• Source material
-- Opening Marker --

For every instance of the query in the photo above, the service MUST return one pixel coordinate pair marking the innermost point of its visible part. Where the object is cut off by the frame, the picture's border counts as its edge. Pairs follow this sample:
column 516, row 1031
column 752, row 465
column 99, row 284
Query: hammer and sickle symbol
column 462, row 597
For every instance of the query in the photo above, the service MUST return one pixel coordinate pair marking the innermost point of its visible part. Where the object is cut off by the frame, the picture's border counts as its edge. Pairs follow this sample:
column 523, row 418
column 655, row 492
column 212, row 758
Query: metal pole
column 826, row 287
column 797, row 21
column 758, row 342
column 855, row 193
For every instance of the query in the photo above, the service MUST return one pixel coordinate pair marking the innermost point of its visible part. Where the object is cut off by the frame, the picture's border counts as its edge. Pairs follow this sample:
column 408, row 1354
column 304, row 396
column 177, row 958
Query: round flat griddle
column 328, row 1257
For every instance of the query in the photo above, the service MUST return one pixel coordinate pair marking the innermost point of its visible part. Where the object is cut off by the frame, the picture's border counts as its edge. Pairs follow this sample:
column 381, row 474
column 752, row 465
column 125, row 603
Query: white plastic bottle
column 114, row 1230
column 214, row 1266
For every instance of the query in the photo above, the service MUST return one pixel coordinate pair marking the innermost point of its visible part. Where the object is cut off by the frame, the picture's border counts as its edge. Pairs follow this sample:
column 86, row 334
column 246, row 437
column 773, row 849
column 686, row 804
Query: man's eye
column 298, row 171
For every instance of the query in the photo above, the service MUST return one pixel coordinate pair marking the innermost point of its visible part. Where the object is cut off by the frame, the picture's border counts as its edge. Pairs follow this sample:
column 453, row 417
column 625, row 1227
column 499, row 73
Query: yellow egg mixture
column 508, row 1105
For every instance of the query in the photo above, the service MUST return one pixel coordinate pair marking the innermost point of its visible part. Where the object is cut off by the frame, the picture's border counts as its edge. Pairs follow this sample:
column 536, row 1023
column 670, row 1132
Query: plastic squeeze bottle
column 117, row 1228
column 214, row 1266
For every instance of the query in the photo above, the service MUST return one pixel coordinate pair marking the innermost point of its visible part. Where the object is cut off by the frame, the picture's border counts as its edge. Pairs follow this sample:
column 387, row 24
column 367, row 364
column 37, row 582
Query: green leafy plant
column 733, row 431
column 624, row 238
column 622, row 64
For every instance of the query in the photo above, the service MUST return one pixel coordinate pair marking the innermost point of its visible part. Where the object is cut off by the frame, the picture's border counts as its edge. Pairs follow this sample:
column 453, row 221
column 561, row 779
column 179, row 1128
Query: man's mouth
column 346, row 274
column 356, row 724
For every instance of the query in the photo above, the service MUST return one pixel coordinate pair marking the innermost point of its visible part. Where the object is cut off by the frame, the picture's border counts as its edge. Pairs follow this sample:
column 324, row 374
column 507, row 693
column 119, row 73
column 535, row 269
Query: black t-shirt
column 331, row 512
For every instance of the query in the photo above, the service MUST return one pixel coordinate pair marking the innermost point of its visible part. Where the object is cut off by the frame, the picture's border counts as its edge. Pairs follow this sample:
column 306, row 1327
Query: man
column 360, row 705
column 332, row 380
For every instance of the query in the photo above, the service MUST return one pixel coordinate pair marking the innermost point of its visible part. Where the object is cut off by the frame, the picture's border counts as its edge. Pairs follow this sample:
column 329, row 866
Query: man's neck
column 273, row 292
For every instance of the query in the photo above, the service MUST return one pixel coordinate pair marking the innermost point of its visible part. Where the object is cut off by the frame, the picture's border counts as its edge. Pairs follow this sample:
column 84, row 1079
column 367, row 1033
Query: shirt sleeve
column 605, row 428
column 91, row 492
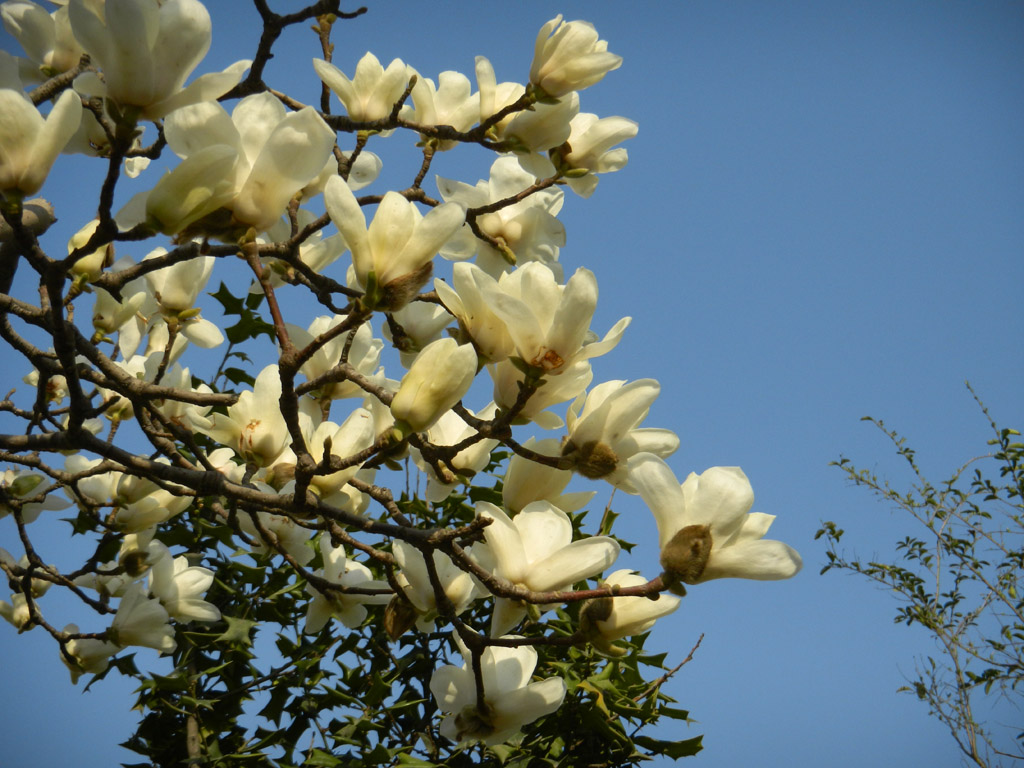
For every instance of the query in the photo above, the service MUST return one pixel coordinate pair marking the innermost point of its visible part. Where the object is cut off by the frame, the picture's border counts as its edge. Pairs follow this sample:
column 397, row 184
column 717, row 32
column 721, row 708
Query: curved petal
column 453, row 687
column 518, row 708
column 543, row 529
column 581, row 559
column 505, row 542
column 762, row 559
column 197, row 126
column 660, row 491
column 351, row 222
column 719, row 497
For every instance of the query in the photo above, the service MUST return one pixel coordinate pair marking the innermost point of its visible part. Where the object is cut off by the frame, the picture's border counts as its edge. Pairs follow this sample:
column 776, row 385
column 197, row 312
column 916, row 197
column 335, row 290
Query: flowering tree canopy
column 483, row 619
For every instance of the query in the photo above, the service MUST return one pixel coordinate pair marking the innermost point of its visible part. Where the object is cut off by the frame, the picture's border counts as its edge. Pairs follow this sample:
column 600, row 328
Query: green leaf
column 238, row 631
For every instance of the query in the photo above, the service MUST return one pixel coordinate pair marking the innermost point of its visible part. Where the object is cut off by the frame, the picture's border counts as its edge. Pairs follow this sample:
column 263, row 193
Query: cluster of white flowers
column 507, row 308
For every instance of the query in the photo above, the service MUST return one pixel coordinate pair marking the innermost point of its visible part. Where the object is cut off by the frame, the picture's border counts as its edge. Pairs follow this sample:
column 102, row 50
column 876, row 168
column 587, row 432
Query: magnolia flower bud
column 567, row 56
column 90, row 265
column 437, row 379
column 685, row 556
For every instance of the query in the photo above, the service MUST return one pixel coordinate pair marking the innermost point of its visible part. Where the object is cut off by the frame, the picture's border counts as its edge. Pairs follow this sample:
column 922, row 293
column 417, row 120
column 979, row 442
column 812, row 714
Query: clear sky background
column 821, row 219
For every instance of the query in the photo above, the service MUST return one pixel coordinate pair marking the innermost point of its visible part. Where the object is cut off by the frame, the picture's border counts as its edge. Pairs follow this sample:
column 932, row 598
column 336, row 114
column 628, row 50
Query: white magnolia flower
column 175, row 289
column 86, row 654
column 46, row 38
column 451, row 102
column 544, row 127
column 609, row 619
column 16, row 612
column 89, row 266
column 536, row 550
column 437, row 379
column 706, row 527
column 393, row 257
column 372, row 93
column 494, row 95
column 179, row 587
column 458, row 585
column 29, row 143
column 350, row 608
column 550, row 324
column 239, row 170
column 141, row 621
column 568, row 56
column 590, row 150
column 604, row 431
column 18, row 484
column 468, row 298
column 254, row 426
column 527, row 229
column 510, row 699
column 146, row 49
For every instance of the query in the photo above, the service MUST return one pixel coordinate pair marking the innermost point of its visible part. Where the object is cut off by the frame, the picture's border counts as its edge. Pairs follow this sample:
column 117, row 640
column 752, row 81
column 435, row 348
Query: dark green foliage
column 960, row 577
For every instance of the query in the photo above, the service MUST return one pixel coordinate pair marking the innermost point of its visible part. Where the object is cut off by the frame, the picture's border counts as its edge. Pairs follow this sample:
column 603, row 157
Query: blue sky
column 820, row 220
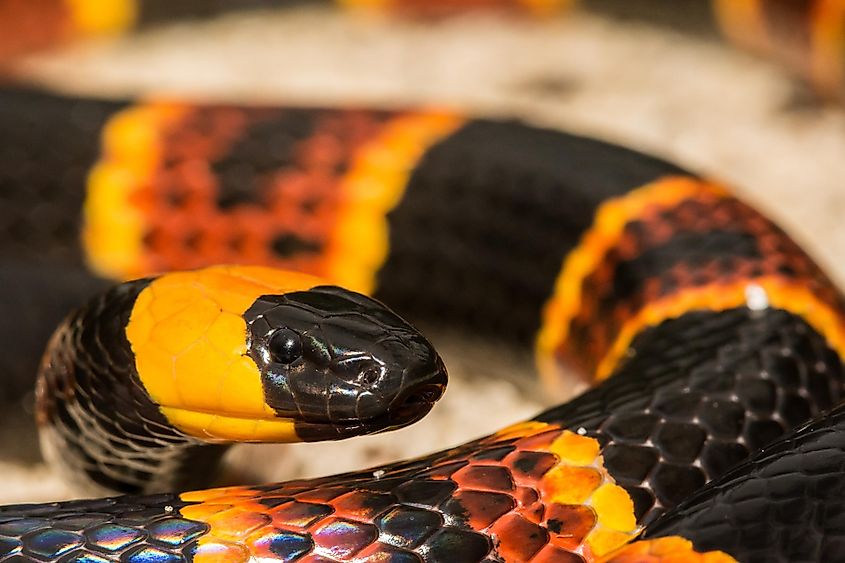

-- Closing Marker --

• Task item
Nothing but the lines above from the one containing "column 37, row 582" through the one containing "column 324, row 374" should appear in the answer, each repeated exactly.

• Task output
column 37, row 582
Query: green leafy plant
column 733, row 431
column 624, row 238
column 622, row 64
For every instance of the query in the photo above, the service MUST return one pixel coordinate pair marking the innermost point of its visible part. Where the object is cut off by the frame, the picture's border counts as its edge. Pairs follow this sample:
column 453, row 221
column 561, row 779
column 179, row 1128
Query: man's mouth
column 346, row 274
column 356, row 724
For every instance of the query in the photo above, the service MUST return one pixel coordinate pair marking the innermost point of its visible part. Where the object is cut off by the frame, the picture's border counts as its edge. Pairs follow this sample:
column 324, row 374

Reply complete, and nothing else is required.